**** Provided data ****

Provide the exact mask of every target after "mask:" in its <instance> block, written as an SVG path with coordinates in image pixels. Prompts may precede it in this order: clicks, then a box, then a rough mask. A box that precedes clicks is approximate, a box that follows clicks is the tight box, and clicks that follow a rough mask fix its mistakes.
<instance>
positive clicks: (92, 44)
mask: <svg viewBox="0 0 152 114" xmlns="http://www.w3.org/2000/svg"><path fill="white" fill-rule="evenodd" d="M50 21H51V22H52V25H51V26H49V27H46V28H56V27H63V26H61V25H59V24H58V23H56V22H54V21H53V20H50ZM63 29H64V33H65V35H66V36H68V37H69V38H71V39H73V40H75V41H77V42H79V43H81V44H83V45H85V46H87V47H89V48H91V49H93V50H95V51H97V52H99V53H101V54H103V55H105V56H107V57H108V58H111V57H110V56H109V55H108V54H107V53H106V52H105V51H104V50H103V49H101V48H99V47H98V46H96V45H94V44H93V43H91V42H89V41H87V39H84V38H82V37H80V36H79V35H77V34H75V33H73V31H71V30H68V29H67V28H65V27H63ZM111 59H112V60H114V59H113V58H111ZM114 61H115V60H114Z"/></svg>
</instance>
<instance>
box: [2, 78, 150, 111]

****
**** Provided data ****

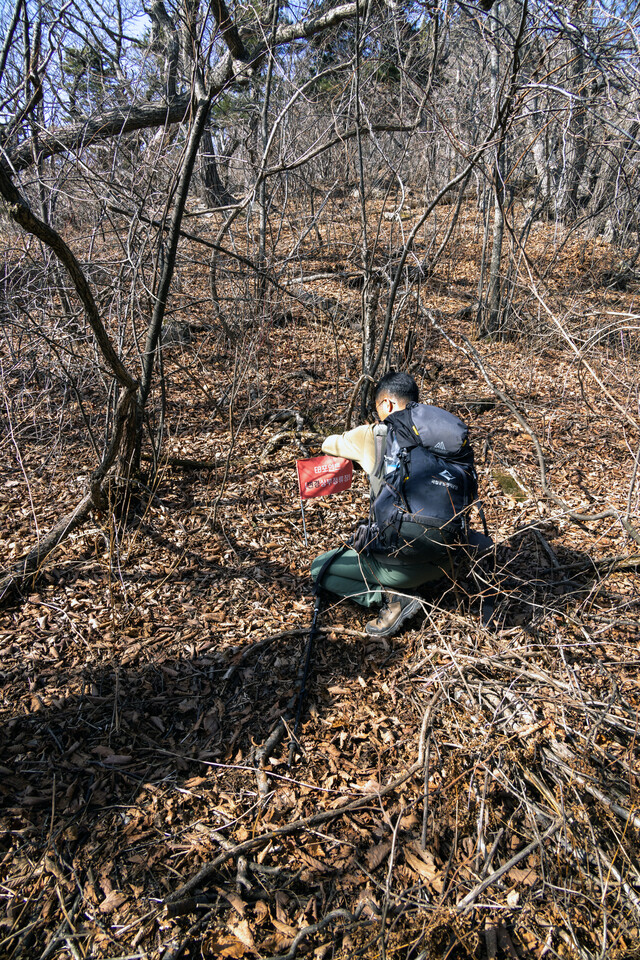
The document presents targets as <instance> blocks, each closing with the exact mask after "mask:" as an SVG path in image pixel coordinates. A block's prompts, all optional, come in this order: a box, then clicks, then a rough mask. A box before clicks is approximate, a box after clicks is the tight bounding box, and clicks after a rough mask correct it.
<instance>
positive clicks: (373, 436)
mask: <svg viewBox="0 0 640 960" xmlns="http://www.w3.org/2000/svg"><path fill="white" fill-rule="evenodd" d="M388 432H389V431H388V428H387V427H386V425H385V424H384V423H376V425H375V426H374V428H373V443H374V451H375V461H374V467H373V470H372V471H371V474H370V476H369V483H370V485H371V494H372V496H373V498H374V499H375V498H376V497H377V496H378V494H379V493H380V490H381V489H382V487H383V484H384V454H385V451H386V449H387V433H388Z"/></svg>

****

For each line above that includes the word "after", make a copy of that line.

Provide the exact mask of every target after "mask:" in its <instance> block, written as an SVG path with coordinates in image pixels. Prompts may precede it in this order: clicks, then a box, then a rough mask. A box that precedes clicks is approximate, a box that follows clicks is the tight box, and clicks that follow a rough mask fix its mistakes.
The document presents targets as <instance> blocks, each closing with the exact mask after "mask:" as an SVG path in image pixel coordinates. A block's prompts, all optional, come in this order: a box, then clicks, then a rough mask. A box before clicks is approximate, a box after clicks is the tight bounding box, and clicks after a rough mask correct it.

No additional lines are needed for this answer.